Multimodal imaging approaches—including non-contrast Computed Tomography (CT), CT angiography, CT perfusion, and the diffusion-weighted imaging (DWI)–fluid-attenuated inversion recovery (FLAIR) mismatch—are central to contemporary acute ischemic stroke evaluation and management. Among these modalities, DWI has a distinctive role, as it represents the most sensitive magnetic resonance imaging (MRI) sequence for the detection of acute ischemic infarction once MRI is performed. Consequently, DWI is routinely incorporated into the diagnostic workflow of acute ischemic stroke and serves as a critical imaging modality in clinical practice [7]. Inadequate or delayed diagnosis can lead to poorer clinical outcomes, emphasizing the necessity for robust clinical support systems in emergency departments [8]. The ongoing Fourth Industrial Revolution has furthered the application of AI technologies, particularly in the field of medical imaging [9]. The incorporation of AI into stroke diagnosis has been demonstrated to enhance diagnostic efficiency and hold the potential to improve patient survival rates and functional recovery outcomes [10, 11, 12]. Therefore, the deployment of AI in acute stroke diagnosis is a promising frontier in the pursuit of more effective and timely patient care in emergency departments with limited expertise in stroke management [13]. While emergency MRI availability is not universal, many comprehensive and tertiary stroke centers routinely incorporate MRI-DWI into their acute stroke protocols, especially when diagnostic uncertainty exists or when stroke mimics must be excluded. In this context, an AI-based system trained exclusively on DWI may provide robust lesion detection and serve as a valuable decision-support tool in MRI-equipped emergency departments rather than as a replacement for multimodal imaging strategies.

The progressive development of AI in the field of stroke diagnosis signifies a pivotal advancement in medical technology, with the potential to enhance diagnostic efficiency and contribute to the preservation of lives through early intervention strategies. In order to achieve a desirable level of generalizability for any AI system, it is necessary to validate it using external databases with different clinical settings, imaging protocols, and populations. Additionally, a comparative analysis with radiologists is necessary to ascertain the relative efficacy of these systems in actual clinical settings [12, 14]. In the present study, the validity of a DWI-MRI-based deep learning model used for acute stroke detection is evaluated. In addition, the performance of the model was assessed through the analysis of databases from multiple centers, with the goal of determining its efficacy in routine clinical practice.

Problem set –
a - In the text on AI stroke detection, why is DWI routinely part of the diagnostic workflow for acute ischemic stroke? Answer in one to three sentences.
b - List every multimodal imaging approach that the text on AI stroke detection names as central to acute ischemic stroke evaluation.
c - Answer these questions from the text on AI stroke detection:
(i) What does the text say inadequate or delayed diagnosis can lead to?
(ii) What has the Fourth Industrial Revolution furthered, according to the text?
(iii) Besides validation on external databases, what does the text call necessary to judge how well AI systems work in actual clinical settings?

Record excerpts –
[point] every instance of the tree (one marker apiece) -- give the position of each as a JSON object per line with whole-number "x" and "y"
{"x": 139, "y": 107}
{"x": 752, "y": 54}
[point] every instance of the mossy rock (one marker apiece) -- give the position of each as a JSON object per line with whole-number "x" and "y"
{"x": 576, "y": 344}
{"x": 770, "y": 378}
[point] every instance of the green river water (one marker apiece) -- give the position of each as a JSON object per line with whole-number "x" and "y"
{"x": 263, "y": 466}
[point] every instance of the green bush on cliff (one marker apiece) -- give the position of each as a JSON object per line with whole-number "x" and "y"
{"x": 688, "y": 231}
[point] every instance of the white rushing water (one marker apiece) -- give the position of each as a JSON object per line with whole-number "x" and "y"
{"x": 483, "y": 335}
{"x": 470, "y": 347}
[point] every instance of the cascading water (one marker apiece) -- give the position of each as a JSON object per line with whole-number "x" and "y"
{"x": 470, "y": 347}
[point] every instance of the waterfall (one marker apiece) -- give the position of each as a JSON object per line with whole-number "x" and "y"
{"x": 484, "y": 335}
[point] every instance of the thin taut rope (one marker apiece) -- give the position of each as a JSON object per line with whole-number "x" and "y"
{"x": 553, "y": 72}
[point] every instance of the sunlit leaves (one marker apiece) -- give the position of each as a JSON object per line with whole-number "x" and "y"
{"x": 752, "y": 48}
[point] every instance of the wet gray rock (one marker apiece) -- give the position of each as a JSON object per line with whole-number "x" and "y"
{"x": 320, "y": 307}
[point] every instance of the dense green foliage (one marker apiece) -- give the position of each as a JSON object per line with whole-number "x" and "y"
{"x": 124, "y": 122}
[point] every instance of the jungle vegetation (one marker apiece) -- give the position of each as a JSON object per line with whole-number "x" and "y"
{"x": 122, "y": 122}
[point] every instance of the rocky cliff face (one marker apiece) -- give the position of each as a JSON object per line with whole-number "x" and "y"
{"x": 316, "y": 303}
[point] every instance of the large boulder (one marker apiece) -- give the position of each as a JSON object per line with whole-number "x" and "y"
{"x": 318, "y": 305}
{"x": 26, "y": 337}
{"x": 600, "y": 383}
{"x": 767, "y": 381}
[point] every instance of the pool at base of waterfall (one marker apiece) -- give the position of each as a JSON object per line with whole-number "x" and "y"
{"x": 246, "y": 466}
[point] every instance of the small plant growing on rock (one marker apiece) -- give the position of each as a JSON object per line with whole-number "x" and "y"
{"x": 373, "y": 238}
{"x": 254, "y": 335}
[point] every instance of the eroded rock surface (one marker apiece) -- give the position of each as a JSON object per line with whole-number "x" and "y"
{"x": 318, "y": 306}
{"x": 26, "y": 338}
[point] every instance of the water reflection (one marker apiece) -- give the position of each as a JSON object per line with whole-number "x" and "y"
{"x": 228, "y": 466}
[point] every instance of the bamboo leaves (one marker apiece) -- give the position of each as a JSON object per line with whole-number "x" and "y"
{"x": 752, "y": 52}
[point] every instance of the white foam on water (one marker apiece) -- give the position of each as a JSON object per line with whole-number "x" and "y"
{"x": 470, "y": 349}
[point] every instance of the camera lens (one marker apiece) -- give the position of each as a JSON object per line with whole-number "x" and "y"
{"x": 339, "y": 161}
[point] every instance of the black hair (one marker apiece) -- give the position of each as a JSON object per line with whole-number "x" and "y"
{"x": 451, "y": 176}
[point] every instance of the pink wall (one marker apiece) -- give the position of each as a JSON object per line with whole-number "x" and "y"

Responses by task –
a - DWI is the most sensitive MRI sequence for detecting acute ischemic infarction once MRI is performed. For that reason, it is routinely incorporated into the diagnostic workflow and serves as a critical imaging modality in clinical practice.

b -
- Non-contrast Computed Tomography (CT)
- CT angiography
- CT perfusion
- The diffusion-weighted imaging (DWI)–fluid-attenuated inversion recovery (FLAIR) mismatch

c -
(i) Poorer clinical outcomes.
(ii) The application of AI technologies, particularly in medical imaging.
(iii) A comparative analysis with radiologists.